**Dataset rows:**
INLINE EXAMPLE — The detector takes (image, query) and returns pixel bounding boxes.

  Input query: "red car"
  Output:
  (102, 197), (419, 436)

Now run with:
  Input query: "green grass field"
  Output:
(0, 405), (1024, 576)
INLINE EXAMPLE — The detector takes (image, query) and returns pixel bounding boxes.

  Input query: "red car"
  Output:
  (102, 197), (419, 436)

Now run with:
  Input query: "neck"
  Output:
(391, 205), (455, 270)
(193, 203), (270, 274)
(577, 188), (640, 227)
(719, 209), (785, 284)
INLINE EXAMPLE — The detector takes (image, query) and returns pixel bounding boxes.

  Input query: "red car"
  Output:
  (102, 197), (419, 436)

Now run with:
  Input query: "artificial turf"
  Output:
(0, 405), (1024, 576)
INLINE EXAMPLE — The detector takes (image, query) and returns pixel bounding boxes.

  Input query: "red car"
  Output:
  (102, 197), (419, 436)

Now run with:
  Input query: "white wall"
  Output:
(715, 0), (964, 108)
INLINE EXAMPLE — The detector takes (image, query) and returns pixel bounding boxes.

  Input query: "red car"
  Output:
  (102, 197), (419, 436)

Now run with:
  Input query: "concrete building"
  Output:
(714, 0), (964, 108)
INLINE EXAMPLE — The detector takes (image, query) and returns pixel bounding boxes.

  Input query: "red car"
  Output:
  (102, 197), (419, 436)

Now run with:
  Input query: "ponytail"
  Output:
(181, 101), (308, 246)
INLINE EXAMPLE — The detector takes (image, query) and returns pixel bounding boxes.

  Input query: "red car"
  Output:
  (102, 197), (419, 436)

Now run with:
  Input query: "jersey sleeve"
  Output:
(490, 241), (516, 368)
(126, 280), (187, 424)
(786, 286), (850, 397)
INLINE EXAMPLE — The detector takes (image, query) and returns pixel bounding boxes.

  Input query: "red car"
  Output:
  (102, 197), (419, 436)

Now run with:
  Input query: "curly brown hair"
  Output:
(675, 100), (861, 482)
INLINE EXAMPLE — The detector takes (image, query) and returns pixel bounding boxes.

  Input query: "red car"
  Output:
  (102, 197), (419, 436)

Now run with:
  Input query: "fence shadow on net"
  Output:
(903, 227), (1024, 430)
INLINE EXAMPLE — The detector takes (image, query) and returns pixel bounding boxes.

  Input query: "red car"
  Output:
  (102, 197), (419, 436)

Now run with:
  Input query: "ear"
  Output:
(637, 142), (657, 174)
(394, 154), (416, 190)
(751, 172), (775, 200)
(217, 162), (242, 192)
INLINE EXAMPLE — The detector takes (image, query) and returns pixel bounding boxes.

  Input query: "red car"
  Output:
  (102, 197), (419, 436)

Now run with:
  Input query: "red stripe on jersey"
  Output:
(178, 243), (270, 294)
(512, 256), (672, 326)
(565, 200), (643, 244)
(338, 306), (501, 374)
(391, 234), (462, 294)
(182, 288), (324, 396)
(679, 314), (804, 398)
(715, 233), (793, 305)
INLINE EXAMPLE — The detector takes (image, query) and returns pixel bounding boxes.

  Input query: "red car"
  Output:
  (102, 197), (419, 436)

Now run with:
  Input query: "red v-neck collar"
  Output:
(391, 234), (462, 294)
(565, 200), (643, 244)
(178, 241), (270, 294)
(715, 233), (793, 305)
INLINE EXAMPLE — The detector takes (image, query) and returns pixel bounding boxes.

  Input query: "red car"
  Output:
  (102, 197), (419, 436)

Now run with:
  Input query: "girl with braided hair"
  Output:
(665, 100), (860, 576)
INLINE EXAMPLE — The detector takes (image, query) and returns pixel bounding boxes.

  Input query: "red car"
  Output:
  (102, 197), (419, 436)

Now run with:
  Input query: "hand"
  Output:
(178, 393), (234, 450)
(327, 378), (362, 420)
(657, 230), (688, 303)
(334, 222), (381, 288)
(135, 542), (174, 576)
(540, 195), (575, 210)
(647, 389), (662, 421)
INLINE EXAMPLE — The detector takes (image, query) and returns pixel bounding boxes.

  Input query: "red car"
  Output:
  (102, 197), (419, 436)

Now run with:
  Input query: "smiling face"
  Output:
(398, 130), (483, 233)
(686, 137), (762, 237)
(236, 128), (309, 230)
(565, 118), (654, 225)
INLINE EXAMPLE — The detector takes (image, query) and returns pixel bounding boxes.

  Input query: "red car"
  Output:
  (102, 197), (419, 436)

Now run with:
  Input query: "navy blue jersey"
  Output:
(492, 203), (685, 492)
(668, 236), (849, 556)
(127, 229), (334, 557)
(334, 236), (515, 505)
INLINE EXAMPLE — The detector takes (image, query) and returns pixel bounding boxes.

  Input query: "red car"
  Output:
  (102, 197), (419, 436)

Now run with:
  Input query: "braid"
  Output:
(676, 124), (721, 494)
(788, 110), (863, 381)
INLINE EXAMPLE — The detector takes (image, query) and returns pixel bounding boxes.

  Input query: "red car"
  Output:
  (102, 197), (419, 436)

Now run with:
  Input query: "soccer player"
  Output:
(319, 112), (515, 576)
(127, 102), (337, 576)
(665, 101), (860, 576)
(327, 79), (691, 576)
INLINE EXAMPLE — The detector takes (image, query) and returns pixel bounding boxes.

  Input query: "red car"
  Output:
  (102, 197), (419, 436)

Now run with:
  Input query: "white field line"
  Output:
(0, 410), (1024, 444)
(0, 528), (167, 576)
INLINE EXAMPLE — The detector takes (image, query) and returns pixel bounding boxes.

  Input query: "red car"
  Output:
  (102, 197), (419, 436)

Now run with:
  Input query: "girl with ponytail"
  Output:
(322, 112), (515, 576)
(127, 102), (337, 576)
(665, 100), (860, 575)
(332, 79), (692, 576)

**Work required:** Return every line of the entries above that contains the string "white", treating uppercase and lowercase as different.

**Exercise solution:**
  Input query: "white wall"
  Input query: "white field line"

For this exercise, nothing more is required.